[Start]

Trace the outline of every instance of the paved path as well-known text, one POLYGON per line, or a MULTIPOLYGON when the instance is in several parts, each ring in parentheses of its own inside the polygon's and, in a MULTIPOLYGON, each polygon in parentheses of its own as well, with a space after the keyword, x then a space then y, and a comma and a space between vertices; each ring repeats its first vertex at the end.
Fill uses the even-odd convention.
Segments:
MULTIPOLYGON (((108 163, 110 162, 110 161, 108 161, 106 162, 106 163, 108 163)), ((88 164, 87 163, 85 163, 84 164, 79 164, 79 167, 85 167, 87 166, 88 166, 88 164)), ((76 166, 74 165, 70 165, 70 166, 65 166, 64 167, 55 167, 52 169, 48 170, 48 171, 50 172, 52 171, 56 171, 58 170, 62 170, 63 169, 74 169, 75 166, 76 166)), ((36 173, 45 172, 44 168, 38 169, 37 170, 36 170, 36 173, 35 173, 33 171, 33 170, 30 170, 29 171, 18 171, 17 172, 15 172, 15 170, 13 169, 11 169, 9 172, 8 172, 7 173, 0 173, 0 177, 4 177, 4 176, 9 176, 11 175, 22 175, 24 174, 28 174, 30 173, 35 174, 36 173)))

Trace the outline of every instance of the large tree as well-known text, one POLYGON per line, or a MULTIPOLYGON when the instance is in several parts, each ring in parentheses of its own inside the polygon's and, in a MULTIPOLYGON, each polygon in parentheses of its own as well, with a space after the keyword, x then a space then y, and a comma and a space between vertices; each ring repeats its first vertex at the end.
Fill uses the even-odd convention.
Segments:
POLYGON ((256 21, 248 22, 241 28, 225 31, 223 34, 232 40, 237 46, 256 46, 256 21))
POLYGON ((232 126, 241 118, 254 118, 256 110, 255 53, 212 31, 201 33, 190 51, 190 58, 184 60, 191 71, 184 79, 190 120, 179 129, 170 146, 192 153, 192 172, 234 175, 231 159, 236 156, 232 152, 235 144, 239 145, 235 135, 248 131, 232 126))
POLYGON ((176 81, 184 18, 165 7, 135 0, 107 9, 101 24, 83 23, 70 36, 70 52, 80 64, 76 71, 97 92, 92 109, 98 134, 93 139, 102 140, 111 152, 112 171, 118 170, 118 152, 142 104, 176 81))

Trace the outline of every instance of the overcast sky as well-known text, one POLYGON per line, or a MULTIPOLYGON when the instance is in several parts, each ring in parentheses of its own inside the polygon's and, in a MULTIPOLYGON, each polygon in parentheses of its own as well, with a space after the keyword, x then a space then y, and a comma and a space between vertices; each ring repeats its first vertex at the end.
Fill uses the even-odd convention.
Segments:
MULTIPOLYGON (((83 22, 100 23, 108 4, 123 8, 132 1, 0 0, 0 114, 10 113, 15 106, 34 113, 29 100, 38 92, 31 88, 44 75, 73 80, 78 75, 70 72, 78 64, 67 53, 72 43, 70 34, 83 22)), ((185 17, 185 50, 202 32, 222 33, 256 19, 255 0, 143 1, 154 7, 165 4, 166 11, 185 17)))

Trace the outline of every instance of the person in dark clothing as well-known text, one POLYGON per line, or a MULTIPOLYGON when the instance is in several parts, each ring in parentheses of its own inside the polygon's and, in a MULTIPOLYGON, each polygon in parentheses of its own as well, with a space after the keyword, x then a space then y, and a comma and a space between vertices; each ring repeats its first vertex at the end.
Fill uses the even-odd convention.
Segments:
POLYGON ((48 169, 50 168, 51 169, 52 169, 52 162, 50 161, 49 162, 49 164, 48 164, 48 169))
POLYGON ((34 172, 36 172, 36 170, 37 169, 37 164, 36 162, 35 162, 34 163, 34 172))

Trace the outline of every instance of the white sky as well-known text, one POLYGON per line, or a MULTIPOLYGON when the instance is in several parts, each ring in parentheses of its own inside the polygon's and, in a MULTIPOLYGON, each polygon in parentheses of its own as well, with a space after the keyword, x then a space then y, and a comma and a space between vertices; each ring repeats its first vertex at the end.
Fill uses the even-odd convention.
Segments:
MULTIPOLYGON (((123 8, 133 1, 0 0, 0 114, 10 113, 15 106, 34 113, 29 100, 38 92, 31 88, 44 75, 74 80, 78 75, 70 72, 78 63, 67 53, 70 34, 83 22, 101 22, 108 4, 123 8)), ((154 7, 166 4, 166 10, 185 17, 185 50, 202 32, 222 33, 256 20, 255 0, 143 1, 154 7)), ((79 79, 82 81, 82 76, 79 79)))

[End]

*STATED EXERCISE*:
Reproduce all of the data above line for line, keeping every character unchanged.

*TASK ANSWER*:
Trace the outline of every instance of the paved path as well-known text, one POLYGON per line, or a MULTIPOLYGON when the instance is in several parts, each ring in parentheses of its own inside the polygon's and, in a MULTIPOLYGON, each polygon in parentheses of its own as well, with a space after the keyword, x then a space then y, and a comma and a space between vertices; each ring repeats its first vertex at the end.
Fill uses the even-odd convention.
Segments:
MULTIPOLYGON (((108 163, 110 162, 110 161, 108 161, 106 162, 106 163, 108 163)), ((88 164, 87 163, 85 163, 84 164, 79 164, 79 167, 85 167, 87 166, 88 166, 88 164)), ((76 166, 74 165, 70 165, 70 166, 65 166, 64 167, 55 167, 52 169, 48 170, 48 171, 50 172, 52 171, 56 171, 58 170, 62 170, 63 169, 74 169, 75 166, 76 166)), ((36 173, 45 172, 44 168, 38 169, 37 170, 36 170, 36 173, 35 173, 33 171, 33 170, 30 170, 29 171, 18 171, 17 172, 15 172, 15 170, 13 169, 11 169, 9 172, 8 172, 7 173, 0 173, 0 177, 4 177, 4 176, 9 176, 11 175, 22 175, 24 174, 28 174, 30 173, 35 174, 36 173)))

Trace the outline of every instance of the large tree as well-known text, one POLYGON per line, or a MULTIPOLYGON when the instance is in several parts, each ring in parentheses of its own inside the polygon's and, in a MULTIPOLYGON, each polygon in parentheses of its own as well, with a space after the keyword, x then a space then y, and a comma and a space between vertices; each ring repeats its first vertex at the end.
Fill uses the even-odd convention.
Segments:
POLYGON ((256 21, 248 22, 241 28, 225 31, 223 34, 232 40, 237 46, 256 46, 256 21))
POLYGON ((232 126, 241 118, 254 118, 256 110, 255 53, 212 31, 201 33, 190 51, 190 58, 184 60, 191 71, 184 79, 190 120, 179 129, 170 146, 192 153, 192 172, 234 175, 231 159, 236 156, 232 152, 235 144, 239 145, 235 135, 248 131, 232 126))
POLYGON ((176 81, 184 18, 165 7, 135 0, 107 9, 101 24, 83 23, 70 36, 70 52, 80 64, 76 71, 97 92, 92 109, 98 134, 93 139, 102 140, 111 152, 112 171, 118 170, 118 152, 142 104, 176 81))

Trace the outline of every instance of the overcast sky as well-known text, one POLYGON per line, or a MULTIPOLYGON when the instance is in several parts, each ring in parentheses of its own inside the polygon's and, in a MULTIPOLYGON, each polygon in parentheses of its own as well, with a space after the keyword, x then a space then y, and a comma and a space between vertices; each ring repeats its first vertex at the end.
Fill uses the even-odd convention.
Segments:
MULTIPOLYGON (((83 22, 100 23, 108 4, 123 8, 132 1, 0 0, 0 114, 10 113, 15 106, 34 113, 29 100, 38 92, 31 88, 44 75, 73 80, 78 75, 70 72, 78 64, 67 53, 72 43, 70 34, 83 22)), ((185 17, 185 50, 202 32, 222 33, 256 19, 255 0, 143 1, 154 7, 165 4, 166 11, 185 17)))

Trace the outline of every instance of the person in dark clothing as well-known text, one POLYGON per line, or a MULTIPOLYGON when the instance is in several parts, each ring in parentheses of its own inside the polygon's and, in a MULTIPOLYGON, each polygon in parentheses of its own as well, with a space after the keyword, x then a space then y, and a comma and a space between vertices; each ring repeats its first vertex at the end.
Fill uses the even-odd convention.
Segments:
POLYGON ((48 169, 50 168, 51 169, 52 169, 52 162, 50 161, 49 162, 49 164, 48 164, 48 169))
POLYGON ((34 172, 36 172, 36 170, 37 169, 37 164, 36 162, 35 162, 34 163, 34 172))

Trace the outline of every instance of the white sky as well-known text, one POLYGON per line, or a MULTIPOLYGON when the instance is in several parts, each ring in parentheses of its own inside the polygon's and, in a MULTIPOLYGON, each polygon in parentheses of its own as well, with a space after the keyword, x then a space then y, and a comma and a space between vertices; each ring repeats its first vertex at the end.
Fill uses the even-odd convention.
Segments:
MULTIPOLYGON (((123 8, 133 1, 0 0, 0 114, 10 113, 15 106, 34 113, 29 100, 38 92, 31 88, 44 75, 74 80, 78 75, 70 72, 78 63, 67 53, 70 34, 83 22, 101 22, 108 4, 123 8)), ((154 7, 166 4, 166 10, 185 17, 185 50, 202 32, 222 33, 256 20, 255 0, 143 1, 154 7)), ((79 79, 82 81, 82 76, 79 79)))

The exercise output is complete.